» **ABOUT THIS EXERCISE**: Pictures excluded, return every entry exactly, please.

» **DATASET RECORDS**:
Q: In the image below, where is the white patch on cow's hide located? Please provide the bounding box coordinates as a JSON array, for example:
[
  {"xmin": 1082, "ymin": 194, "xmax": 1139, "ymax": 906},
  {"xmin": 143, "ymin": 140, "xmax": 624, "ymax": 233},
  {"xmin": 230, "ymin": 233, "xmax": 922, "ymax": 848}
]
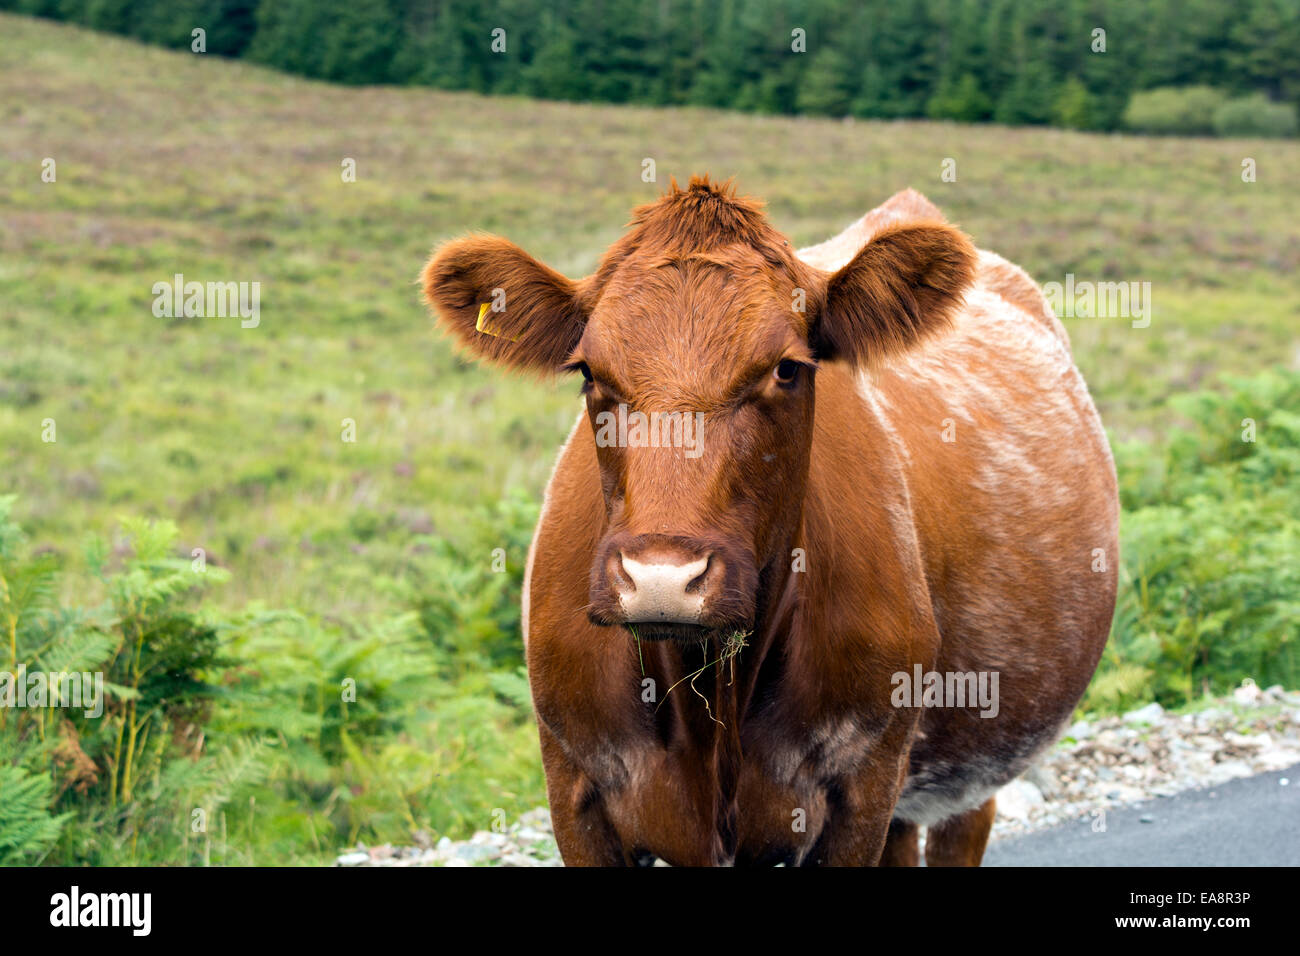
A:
[
  {"xmin": 893, "ymin": 718, "xmax": 1068, "ymax": 827},
  {"xmin": 892, "ymin": 762, "xmax": 1003, "ymax": 828},
  {"xmin": 974, "ymin": 249, "xmax": 1071, "ymax": 348},
  {"xmin": 858, "ymin": 381, "xmax": 911, "ymax": 468},
  {"xmin": 765, "ymin": 715, "xmax": 878, "ymax": 785}
]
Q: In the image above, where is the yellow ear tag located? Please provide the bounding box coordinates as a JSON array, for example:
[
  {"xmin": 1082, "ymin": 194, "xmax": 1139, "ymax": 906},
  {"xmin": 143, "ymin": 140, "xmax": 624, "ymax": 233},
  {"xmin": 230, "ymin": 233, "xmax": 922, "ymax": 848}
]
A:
[{"xmin": 476, "ymin": 302, "xmax": 520, "ymax": 342}]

» **FINISHED EXERCISE**:
Q: In the image below, where is the white patch on cow's hide located? Please provide the bounding box coordinates as a JSON array, for example:
[
  {"xmin": 1082, "ymin": 194, "xmax": 1139, "ymax": 906},
  {"xmin": 143, "ymin": 140, "xmax": 624, "ymax": 233},
  {"xmin": 230, "ymin": 233, "xmax": 922, "ymax": 848}
]
A:
[
  {"xmin": 893, "ymin": 718, "xmax": 1068, "ymax": 827},
  {"xmin": 892, "ymin": 762, "xmax": 1003, "ymax": 828},
  {"xmin": 974, "ymin": 249, "xmax": 1071, "ymax": 348},
  {"xmin": 858, "ymin": 381, "xmax": 911, "ymax": 468},
  {"xmin": 765, "ymin": 715, "xmax": 878, "ymax": 785}
]
Q: In the image above, where is the yellow ear tag located? Please provide the bounding box coordinates as a JSON array, for example:
[
  {"xmin": 1082, "ymin": 194, "xmax": 1139, "ymax": 906},
  {"xmin": 143, "ymin": 140, "xmax": 624, "ymax": 233},
  {"xmin": 230, "ymin": 233, "xmax": 922, "ymax": 848}
]
A:
[{"xmin": 476, "ymin": 302, "xmax": 520, "ymax": 342}]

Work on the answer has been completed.